(Texto apresentado):
--------------------------------

Ora, a existência de regras de conduta, como a possibilidade de exclusão do motorista que tiver elevada taxa de cancelamento de viagens, não se apresenta como elemento caracterizador da subordinação exigida para reconhecimento do vínculo empregatício.

Por óbvio, o fenômeno em comento, já conhecido como “uberização” tem assombrado o mercado de trabalho formal e resulta em questão econômica e social relevante, com a expansão do modelo para outras plataformas, com especial realce para a relacionada à entrega de refeições.

Em momentos de crise econômica, como a vivenciada no Brasil recente, vozes apocalípticas evocam o Judiciário a se insurgir contra o modelo que encarnaria a total precarização das relações de trabalho.

--------------------------------

(Tarefa): Prossiga o texto sobre a uberização e o vínculo empregatício a partir da última frase apresentada.

(Material):
--------------------------------

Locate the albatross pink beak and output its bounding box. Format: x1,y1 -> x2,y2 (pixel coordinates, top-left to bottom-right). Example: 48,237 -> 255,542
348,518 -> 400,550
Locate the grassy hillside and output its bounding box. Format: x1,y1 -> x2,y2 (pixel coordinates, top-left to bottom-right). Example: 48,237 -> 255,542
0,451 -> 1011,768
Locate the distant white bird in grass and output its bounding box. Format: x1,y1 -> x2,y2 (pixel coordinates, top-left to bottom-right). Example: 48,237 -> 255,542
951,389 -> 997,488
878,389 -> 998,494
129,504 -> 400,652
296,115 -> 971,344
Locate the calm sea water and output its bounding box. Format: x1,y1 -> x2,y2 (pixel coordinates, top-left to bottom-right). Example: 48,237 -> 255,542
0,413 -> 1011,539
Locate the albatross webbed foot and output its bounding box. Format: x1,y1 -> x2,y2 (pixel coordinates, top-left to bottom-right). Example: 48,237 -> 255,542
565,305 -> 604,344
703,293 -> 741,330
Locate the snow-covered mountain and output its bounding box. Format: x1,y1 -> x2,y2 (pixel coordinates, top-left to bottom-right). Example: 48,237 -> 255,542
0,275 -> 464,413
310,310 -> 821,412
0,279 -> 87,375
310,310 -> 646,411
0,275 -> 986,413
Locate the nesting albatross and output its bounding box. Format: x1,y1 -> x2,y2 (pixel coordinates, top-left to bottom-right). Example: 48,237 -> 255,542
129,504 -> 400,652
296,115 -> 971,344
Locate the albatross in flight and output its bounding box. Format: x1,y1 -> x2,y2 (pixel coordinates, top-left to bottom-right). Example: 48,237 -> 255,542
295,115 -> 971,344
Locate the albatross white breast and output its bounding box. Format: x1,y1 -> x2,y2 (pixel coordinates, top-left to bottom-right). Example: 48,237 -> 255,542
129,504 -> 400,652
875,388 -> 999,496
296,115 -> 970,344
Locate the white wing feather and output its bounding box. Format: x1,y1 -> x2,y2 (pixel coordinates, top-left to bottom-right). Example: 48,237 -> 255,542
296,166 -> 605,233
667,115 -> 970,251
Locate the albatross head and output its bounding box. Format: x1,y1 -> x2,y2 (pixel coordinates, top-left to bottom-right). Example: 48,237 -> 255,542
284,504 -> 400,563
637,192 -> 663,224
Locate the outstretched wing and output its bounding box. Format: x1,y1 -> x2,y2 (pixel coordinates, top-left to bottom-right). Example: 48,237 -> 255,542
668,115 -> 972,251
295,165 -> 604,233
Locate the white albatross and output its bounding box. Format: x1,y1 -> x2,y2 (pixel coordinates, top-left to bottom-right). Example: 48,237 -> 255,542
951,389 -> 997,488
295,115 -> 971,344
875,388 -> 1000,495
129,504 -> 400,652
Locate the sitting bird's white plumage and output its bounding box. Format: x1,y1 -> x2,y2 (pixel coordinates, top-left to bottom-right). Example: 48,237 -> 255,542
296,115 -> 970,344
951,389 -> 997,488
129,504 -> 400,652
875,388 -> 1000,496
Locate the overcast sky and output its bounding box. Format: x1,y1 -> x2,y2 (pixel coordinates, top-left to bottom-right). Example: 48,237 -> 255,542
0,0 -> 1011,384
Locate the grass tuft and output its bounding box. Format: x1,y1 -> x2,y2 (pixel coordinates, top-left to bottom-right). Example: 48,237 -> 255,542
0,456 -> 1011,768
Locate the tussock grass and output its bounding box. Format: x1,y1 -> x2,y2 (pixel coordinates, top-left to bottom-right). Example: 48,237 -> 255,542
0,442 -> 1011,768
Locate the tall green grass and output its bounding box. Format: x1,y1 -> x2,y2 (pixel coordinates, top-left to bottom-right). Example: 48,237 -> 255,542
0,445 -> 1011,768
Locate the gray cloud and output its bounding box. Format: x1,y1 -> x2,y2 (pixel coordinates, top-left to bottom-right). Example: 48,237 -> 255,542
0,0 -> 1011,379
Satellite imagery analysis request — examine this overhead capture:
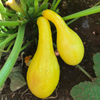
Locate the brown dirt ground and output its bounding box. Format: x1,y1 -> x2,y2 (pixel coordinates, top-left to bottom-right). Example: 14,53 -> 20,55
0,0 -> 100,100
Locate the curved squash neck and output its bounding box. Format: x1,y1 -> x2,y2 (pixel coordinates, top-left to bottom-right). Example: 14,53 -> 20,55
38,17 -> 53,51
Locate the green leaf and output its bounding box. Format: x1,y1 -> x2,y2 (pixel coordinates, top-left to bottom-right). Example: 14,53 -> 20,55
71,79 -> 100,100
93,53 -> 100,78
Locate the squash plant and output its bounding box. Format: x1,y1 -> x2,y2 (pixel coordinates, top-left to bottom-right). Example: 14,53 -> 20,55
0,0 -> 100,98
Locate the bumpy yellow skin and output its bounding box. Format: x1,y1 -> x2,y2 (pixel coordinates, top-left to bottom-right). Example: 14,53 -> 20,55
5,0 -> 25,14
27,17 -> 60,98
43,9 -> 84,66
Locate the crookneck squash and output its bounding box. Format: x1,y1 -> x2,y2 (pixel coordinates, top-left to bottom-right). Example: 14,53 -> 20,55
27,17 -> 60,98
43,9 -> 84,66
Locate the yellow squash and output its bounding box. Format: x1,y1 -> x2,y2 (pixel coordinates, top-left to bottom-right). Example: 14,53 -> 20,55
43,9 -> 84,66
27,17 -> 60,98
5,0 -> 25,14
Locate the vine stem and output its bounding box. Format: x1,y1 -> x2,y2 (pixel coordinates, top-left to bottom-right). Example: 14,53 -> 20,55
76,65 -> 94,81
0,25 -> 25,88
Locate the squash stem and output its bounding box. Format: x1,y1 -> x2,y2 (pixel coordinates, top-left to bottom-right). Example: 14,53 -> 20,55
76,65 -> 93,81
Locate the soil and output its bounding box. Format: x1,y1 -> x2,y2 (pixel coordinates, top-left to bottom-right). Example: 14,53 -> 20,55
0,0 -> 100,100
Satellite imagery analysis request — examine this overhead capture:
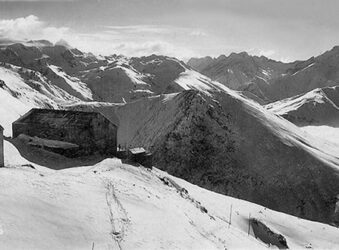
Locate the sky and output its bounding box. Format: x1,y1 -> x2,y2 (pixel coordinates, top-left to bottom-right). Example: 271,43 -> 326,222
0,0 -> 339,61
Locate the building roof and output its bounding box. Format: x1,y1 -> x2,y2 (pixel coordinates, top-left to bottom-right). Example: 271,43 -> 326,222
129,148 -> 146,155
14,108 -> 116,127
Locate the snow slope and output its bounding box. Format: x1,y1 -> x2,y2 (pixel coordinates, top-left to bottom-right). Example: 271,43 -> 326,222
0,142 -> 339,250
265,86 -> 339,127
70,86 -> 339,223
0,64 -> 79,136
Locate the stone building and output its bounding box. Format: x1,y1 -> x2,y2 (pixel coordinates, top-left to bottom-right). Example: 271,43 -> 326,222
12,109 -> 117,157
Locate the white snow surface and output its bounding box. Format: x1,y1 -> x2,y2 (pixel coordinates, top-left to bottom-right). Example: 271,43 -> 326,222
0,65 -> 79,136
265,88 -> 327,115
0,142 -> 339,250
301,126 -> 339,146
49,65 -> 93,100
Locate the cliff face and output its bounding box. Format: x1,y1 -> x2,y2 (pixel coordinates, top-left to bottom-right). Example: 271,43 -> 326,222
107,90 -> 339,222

--------------------------------

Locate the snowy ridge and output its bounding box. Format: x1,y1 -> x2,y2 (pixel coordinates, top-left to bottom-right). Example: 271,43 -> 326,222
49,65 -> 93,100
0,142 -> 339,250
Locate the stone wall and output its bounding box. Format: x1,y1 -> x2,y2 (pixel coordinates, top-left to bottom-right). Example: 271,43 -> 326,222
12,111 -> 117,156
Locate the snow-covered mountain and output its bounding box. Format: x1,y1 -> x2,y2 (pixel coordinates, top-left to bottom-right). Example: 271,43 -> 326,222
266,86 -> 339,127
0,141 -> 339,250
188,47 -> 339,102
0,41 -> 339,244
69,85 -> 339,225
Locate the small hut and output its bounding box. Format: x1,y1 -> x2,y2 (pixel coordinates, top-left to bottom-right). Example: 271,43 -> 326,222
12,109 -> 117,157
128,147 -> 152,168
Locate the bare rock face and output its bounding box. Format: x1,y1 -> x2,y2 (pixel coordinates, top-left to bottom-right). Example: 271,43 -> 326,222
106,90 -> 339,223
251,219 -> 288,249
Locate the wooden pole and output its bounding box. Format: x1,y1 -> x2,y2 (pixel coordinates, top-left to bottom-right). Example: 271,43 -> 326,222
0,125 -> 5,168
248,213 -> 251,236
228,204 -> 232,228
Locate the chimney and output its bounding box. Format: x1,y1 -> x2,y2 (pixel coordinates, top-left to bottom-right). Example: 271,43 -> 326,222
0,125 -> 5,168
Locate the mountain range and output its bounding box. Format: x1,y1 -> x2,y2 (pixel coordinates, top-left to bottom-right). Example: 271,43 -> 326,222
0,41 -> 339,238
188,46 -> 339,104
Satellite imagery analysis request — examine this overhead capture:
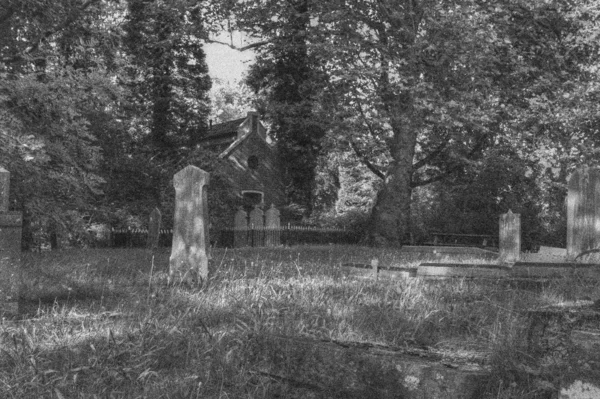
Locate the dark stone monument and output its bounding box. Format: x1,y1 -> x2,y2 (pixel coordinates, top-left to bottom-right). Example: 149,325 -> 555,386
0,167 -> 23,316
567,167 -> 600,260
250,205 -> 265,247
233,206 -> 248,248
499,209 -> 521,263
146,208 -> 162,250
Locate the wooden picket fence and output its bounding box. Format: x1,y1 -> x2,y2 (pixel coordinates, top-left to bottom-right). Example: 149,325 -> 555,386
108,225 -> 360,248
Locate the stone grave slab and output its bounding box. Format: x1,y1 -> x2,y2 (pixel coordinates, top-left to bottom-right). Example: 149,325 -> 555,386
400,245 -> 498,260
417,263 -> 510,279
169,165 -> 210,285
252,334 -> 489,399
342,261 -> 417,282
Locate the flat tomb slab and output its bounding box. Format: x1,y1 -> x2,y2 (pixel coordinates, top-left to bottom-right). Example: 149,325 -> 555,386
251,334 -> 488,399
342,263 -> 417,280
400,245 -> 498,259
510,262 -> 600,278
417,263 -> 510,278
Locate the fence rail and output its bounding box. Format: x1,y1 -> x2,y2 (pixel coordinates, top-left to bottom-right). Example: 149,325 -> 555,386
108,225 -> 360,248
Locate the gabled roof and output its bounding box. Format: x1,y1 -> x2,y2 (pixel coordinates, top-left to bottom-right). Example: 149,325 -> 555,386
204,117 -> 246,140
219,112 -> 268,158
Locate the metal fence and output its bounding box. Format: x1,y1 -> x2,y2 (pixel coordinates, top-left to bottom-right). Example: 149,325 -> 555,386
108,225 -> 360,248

--------------------------------

(Resposta):
Contudo, como sabem os estudantes dos primeiros períodos das faculdades de Direito, o Poder Judiciário carece de legitimidade democrática para regular a questão, devendo evitar o ativismo judicial que, como sabido, atua ao sabor dos ventos, causando profunda insegurança jurídica.

Desta feita, não há reparos a se fazer quanto à decisão do Tribunal Superior do Trabalho que aplicou, de forma escorreita, a legislação de regência e os princípios norteadores do Direito do Trabalho.

Não se nega a necessidade de o tema ser regulado – o que constitucionalmente compete ao Poder Legislativo e historicamente decorre da correlação de forças políticas e sociais do país, em especial da organização dos trabalhadores envolvidos na atividade em debate.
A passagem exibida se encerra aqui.